**What is required**
Below are records; reproduce exactly the lines from the first through the one containing "Expected: for every instance of the black and".

**Excerpted records**
----

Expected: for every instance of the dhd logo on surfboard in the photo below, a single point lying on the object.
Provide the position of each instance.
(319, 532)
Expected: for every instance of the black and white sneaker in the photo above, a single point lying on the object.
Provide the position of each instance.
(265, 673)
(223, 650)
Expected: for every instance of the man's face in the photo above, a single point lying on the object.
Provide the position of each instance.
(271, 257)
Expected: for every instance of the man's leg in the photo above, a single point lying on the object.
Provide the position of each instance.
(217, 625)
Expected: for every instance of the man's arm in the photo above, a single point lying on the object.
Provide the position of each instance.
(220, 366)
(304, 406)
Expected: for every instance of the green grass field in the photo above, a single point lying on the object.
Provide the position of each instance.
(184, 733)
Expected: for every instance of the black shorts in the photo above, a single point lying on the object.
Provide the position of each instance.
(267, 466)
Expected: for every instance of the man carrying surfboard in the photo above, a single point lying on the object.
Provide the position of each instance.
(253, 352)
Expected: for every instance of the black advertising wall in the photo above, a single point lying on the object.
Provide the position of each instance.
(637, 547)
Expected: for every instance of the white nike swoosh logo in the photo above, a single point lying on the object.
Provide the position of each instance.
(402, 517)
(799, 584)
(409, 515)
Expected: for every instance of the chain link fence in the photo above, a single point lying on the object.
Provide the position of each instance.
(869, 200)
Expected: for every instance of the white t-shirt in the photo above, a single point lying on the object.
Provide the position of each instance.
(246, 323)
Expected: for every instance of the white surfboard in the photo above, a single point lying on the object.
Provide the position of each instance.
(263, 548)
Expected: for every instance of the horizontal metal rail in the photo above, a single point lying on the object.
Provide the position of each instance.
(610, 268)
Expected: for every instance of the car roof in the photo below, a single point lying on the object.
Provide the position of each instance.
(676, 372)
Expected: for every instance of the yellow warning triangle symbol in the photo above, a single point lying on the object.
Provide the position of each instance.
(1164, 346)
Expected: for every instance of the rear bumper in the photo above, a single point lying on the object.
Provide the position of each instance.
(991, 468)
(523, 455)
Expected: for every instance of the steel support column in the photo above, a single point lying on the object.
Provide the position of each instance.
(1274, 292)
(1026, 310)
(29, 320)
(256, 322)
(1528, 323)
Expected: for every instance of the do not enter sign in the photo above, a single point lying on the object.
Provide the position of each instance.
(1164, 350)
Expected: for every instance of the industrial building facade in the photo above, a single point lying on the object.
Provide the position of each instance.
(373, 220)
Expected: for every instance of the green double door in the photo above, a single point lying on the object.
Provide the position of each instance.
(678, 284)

----

**Task answer**
Expected: for every instance of the dhd logo on surfboard in the photo below, a single point lying on the object.
Provide the position of each instance.
(319, 532)
Expected: for every instance of the black and white sneaker in the photo above, a single point lying on the object.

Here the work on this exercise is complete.